Stored data entries:
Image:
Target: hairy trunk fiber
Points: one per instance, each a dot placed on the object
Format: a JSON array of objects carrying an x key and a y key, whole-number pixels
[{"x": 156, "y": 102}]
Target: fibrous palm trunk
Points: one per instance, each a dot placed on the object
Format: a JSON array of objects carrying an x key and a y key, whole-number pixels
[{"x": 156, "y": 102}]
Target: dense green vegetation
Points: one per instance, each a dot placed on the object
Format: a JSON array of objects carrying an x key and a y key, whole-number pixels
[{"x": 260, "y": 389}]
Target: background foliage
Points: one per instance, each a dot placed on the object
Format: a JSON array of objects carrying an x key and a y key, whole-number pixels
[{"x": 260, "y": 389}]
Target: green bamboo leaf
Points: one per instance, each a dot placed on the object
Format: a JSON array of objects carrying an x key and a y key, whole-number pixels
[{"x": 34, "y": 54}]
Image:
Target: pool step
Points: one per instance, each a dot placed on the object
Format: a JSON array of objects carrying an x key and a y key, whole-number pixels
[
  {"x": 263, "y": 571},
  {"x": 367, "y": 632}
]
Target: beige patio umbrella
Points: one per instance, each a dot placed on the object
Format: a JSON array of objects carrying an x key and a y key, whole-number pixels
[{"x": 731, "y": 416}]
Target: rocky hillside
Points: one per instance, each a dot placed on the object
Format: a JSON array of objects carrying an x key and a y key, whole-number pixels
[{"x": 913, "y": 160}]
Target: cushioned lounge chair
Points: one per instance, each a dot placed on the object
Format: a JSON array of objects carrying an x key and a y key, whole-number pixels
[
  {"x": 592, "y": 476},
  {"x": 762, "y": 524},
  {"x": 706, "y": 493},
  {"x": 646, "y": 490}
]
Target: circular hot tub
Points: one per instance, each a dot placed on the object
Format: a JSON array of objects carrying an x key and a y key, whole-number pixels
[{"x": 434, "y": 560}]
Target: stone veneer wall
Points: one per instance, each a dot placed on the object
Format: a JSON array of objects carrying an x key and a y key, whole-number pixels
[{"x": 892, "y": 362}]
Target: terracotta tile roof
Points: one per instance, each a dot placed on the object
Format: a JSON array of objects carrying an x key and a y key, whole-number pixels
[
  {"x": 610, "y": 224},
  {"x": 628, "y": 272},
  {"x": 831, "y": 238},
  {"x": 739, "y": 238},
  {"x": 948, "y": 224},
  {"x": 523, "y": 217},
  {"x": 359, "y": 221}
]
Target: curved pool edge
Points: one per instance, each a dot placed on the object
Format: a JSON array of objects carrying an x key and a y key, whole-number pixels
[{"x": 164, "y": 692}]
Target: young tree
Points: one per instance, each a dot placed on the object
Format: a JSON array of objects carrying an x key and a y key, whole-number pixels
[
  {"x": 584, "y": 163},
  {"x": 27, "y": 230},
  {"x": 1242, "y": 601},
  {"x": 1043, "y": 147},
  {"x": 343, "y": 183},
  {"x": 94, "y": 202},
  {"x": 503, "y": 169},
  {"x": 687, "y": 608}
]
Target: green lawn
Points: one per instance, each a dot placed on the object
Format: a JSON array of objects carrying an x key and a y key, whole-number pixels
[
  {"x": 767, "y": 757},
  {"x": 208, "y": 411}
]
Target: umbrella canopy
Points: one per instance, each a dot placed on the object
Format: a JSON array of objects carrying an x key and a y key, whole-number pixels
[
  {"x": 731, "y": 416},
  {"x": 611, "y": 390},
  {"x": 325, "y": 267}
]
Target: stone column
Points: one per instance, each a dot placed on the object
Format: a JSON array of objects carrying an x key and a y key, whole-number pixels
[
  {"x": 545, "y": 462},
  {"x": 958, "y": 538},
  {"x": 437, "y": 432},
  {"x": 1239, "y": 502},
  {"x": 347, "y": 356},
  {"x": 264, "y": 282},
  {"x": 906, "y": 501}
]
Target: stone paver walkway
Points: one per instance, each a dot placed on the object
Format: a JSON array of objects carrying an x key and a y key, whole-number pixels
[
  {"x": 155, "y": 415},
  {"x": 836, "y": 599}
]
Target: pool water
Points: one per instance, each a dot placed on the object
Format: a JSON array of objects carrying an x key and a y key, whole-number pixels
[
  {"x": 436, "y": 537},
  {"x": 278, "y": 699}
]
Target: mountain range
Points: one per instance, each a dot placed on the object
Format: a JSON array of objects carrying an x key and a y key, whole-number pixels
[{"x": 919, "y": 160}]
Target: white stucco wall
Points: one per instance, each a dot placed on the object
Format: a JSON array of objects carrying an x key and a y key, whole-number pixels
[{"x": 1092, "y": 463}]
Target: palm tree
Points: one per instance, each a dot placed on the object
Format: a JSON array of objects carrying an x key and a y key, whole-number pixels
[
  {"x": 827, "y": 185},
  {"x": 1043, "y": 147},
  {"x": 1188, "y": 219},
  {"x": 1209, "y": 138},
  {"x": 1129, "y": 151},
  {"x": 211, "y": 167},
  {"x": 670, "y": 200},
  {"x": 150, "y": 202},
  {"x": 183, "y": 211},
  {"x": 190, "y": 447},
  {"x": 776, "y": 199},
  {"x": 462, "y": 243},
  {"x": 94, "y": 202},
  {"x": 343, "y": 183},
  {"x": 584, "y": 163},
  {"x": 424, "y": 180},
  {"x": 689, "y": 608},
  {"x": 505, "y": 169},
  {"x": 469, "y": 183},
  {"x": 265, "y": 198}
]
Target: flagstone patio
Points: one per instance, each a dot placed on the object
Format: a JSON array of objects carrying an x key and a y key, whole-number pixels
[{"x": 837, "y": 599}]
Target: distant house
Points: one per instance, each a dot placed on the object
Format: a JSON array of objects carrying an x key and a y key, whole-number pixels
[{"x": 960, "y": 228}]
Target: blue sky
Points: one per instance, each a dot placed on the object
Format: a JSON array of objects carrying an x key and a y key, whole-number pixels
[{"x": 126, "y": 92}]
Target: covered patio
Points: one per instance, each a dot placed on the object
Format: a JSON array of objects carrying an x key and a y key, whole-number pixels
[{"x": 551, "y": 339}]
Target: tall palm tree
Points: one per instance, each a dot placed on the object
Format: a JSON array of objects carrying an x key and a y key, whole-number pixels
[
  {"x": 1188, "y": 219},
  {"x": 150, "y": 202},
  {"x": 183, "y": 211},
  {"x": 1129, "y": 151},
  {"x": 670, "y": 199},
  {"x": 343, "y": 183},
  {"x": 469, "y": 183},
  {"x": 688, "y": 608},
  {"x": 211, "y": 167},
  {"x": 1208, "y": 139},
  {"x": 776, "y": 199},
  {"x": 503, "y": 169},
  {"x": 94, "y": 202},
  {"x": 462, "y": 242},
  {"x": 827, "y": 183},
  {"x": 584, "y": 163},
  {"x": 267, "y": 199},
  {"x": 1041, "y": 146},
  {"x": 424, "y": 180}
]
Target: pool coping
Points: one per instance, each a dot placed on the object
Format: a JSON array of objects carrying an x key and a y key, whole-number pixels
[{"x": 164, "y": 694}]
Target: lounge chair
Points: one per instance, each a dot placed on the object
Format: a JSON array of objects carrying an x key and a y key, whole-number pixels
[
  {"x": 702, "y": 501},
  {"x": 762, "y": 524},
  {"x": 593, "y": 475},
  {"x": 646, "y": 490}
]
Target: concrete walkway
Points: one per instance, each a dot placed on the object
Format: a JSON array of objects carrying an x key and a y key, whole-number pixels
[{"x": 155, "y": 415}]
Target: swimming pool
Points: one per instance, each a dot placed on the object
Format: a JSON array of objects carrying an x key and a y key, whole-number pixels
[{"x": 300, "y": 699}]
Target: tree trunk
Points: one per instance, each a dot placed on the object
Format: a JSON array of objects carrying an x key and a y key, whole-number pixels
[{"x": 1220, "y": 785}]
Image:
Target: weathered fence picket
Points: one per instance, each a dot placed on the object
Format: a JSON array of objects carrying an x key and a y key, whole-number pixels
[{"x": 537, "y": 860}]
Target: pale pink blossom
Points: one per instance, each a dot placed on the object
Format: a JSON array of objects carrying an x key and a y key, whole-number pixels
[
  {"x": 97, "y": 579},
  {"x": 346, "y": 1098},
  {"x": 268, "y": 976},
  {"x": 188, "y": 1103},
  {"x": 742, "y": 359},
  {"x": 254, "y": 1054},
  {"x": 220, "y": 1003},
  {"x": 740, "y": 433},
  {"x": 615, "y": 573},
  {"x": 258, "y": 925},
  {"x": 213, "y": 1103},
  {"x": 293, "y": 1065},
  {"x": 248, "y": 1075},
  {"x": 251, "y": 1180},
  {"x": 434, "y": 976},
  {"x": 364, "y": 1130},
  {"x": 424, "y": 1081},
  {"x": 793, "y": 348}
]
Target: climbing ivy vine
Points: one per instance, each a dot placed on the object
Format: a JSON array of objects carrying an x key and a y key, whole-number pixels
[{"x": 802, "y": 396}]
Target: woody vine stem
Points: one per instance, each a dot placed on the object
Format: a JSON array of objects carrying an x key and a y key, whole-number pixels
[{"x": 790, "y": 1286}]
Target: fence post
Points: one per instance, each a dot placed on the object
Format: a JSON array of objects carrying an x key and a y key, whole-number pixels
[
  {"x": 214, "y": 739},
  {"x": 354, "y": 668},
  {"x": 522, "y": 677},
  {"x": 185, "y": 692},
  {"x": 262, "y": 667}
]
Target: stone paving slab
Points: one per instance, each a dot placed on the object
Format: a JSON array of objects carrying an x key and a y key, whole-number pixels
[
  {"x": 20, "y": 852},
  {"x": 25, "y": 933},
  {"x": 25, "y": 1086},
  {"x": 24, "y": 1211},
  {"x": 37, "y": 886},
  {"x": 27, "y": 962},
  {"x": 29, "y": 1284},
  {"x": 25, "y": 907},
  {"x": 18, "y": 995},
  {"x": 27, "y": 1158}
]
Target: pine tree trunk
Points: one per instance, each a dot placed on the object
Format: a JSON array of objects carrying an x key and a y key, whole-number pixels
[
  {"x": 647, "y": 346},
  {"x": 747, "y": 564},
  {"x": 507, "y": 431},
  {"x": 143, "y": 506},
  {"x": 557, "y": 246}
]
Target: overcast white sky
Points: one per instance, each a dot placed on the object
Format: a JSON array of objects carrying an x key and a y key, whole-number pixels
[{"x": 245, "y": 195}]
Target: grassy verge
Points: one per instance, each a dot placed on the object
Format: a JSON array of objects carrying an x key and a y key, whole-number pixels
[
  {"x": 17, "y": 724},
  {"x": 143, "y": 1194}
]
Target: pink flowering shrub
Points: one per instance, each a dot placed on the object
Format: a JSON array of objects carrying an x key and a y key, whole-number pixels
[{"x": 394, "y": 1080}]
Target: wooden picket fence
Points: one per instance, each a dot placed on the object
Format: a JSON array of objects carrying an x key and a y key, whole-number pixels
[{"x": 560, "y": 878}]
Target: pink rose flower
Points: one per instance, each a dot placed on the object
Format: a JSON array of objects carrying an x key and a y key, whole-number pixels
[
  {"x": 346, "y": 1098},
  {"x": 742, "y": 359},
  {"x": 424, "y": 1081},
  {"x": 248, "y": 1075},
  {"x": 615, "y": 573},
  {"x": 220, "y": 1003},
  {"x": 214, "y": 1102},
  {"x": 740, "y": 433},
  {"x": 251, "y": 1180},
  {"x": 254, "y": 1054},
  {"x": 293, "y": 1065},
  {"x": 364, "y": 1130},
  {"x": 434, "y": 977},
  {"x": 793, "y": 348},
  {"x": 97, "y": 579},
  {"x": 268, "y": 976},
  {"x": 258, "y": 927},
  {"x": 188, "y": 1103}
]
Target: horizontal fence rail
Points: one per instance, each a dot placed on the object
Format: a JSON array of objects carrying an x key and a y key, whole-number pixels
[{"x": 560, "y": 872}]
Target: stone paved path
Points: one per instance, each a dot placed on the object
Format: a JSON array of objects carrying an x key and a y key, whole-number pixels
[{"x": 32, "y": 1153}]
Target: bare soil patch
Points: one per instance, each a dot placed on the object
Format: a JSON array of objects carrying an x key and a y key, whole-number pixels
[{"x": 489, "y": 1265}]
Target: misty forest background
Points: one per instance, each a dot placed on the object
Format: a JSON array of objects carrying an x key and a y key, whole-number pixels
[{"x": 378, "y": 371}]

WORK ORDER:
Collect the lines of the records that include the string "pink".

ANSWER AREA:
Target: pale pink blossom
Target: pink flowering shrub
Target: pink rose flower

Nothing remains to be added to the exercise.